> [REQUIRED WORK] Below are entries to be transcribed exactly; exclude the pictures from the copy.

> [PROVIDED DATA]
________________

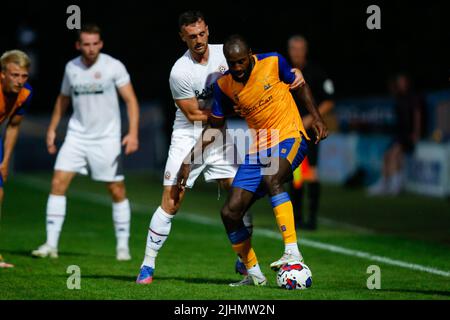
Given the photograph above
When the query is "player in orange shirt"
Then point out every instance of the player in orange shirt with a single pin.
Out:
(15, 97)
(259, 86)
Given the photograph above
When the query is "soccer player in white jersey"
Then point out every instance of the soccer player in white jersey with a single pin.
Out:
(93, 140)
(191, 82)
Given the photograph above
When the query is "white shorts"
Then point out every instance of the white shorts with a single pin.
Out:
(102, 159)
(213, 165)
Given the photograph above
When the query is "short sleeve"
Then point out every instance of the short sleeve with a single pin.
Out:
(180, 86)
(26, 104)
(284, 70)
(66, 89)
(121, 75)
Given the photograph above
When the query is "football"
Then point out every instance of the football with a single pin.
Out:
(294, 276)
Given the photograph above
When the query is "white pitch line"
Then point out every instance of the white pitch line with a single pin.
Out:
(144, 209)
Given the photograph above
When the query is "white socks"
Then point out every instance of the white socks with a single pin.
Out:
(248, 222)
(121, 218)
(157, 234)
(56, 212)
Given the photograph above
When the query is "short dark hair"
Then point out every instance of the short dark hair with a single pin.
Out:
(90, 28)
(236, 39)
(190, 17)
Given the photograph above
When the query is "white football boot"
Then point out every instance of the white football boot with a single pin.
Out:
(288, 257)
(45, 251)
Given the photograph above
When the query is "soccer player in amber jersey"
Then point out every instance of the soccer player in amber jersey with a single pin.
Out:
(15, 98)
(259, 86)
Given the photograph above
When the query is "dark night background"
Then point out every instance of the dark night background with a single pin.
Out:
(414, 37)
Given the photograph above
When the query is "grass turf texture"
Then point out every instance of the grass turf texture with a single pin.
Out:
(197, 261)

________________

> [FULL OUTPUT]
Given the photograph above
When the query is "player in orange shirt"
Then point out every instance of the player in orange shirt with a single pin.
Out:
(15, 97)
(259, 86)
Given the photograph above
When the query is "soccer player in white jersey"
Then point out every instance of the soccer player in white jersey with a single pin.
Out:
(93, 140)
(191, 82)
Given the photograph above
When the query is "white shorts"
Then point out every instance of the white shorts with a single pin.
Out:
(102, 159)
(213, 165)
Given the photograph above
When the query is "short sleeve"
Then point out every instance of the short sleeve with a single pin.
Out:
(180, 86)
(26, 104)
(284, 70)
(66, 89)
(121, 75)
Given the photograph above
When the query is "football"
Then point out every instance of the football with a single pin.
Out:
(294, 276)
Given the photograph above
When the query is "white pitch line"
Then point out every instance of the white pitch line with a single pin.
Out:
(144, 209)
Given the photograph above
When the query is "white socks"
Then point out every instance of the white socks with a single pin.
Out:
(248, 222)
(121, 218)
(157, 234)
(56, 212)
Given the photograph above
When the query is "short dark hair"
Then point out every instance of the short dark hair with a single pin.
Out:
(90, 28)
(236, 39)
(190, 17)
Given the photograph above
When the query is "white football boot"
Then point out every instance of the white football boot with a single pin.
Out:
(288, 257)
(45, 251)
Given the photograph above
When the query is "soccer player in amber jersey"
Then point out every instance of the soccer player in amber jersey with a single pin.
Out:
(15, 98)
(259, 86)
Given the photograph above
When the query is "dark night background"
Then point out every instance of the dark night background with a single pin.
Out:
(414, 37)
Given the photograph above
When the query is "grass turf texture"
Then point out every instance of the grass turf texture with a single pin.
Out:
(197, 261)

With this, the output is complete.